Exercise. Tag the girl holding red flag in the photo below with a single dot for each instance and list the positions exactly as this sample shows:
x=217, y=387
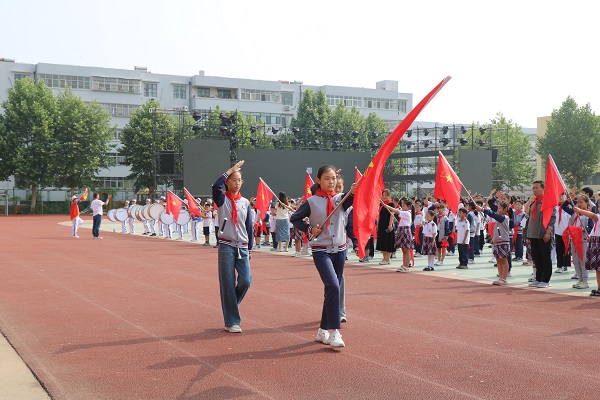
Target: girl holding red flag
x=328, y=247
x=234, y=222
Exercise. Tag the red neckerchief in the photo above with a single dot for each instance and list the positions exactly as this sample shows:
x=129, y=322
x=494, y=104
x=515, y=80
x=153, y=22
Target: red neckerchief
x=329, y=202
x=541, y=198
x=233, y=205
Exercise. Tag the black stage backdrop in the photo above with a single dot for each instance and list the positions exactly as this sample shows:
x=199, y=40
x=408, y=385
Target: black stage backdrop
x=283, y=170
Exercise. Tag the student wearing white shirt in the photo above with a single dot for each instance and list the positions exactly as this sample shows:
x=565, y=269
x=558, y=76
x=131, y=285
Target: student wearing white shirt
x=96, y=207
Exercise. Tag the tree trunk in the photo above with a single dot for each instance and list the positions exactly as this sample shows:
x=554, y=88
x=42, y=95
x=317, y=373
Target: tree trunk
x=33, y=198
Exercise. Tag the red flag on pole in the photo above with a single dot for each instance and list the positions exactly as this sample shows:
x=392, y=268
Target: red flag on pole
x=174, y=204
x=447, y=184
x=368, y=191
x=192, y=204
x=555, y=186
x=357, y=174
x=308, y=182
x=264, y=194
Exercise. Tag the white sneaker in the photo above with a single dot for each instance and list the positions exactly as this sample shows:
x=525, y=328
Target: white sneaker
x=234, y=329
x=322, y=336
x=335, y=339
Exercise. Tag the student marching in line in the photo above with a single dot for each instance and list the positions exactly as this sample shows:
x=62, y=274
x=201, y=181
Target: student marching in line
x=592, y=255
x=235, y=244
x=463, y=235
x=328, y=247
x=500, y=239
x=429, y=236
x=575, y=231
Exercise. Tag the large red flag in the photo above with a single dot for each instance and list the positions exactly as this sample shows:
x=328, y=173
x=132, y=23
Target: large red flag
x=174, y=205
x=555, y=186
x=308, y=183
x=368, y=191
x=192, y=203
x=357, y=174
x=447, y=184
x=264, y=194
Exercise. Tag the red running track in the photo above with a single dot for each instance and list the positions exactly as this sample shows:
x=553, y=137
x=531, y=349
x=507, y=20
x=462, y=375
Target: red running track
x=132, y=317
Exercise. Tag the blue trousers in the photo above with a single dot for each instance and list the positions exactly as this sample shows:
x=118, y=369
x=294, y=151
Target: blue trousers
x=232, y=260
x=96, y=221
x=331, y=269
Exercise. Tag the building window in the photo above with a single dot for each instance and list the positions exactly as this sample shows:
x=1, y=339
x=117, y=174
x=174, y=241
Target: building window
x=180, y=91
x=120, y=110
x=60, y=81
x=21, y=76
x=402, y=106
x=287, y=99
x=202, y=92
x=116, y=85
x=225, y=94
x=150, y=89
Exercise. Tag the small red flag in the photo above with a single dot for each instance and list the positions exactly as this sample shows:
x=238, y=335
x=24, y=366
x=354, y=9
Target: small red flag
x=308, y=183
x=357, y=174
x=264, y=194
x=368, y=191
x=555, y=186
x=174, y=205
x=447, y=184
x=192, y=203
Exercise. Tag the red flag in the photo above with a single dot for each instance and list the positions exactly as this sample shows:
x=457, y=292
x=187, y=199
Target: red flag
x=555, y=186
x=264, y=194
x=447, y=184
x=357, y=174
x=308, y=183
x=174, y=205
x=192, y=203
x=368, y=191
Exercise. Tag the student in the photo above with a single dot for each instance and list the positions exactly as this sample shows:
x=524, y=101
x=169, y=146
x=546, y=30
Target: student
x=575, y=228
x=283, y=222
x=592, y=259
x=463, y=230
x=403, y=238
x=385, y=235
x=417, y=223
x=500, y=240
x=328, y=247
x=429, y=234
x=76, y=220
x=207, y=222
x=443, y=231
x=563, y=261
x=235, y=244
x=520, y=216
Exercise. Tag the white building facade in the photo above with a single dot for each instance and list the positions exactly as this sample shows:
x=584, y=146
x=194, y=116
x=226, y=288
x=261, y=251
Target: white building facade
x=122, y=91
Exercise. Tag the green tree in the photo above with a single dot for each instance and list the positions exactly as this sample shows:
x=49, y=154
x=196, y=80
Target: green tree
x=573, y=139
x=29, y=120
x=83, y=132
x=514, y=168
x=147, y=131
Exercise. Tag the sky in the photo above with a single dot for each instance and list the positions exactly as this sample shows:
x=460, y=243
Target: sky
x=518, y=58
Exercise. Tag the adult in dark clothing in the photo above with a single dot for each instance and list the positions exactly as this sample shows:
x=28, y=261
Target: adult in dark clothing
x=385, y=234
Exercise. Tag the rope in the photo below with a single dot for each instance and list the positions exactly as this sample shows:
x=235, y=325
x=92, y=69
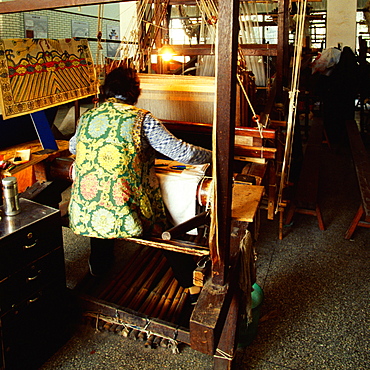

========

▶ What you are asked to do:
Tally the lines in the listing above that contain the string "backdrop", with case counting. Reply with the number alone.

▶ Expected answer:
2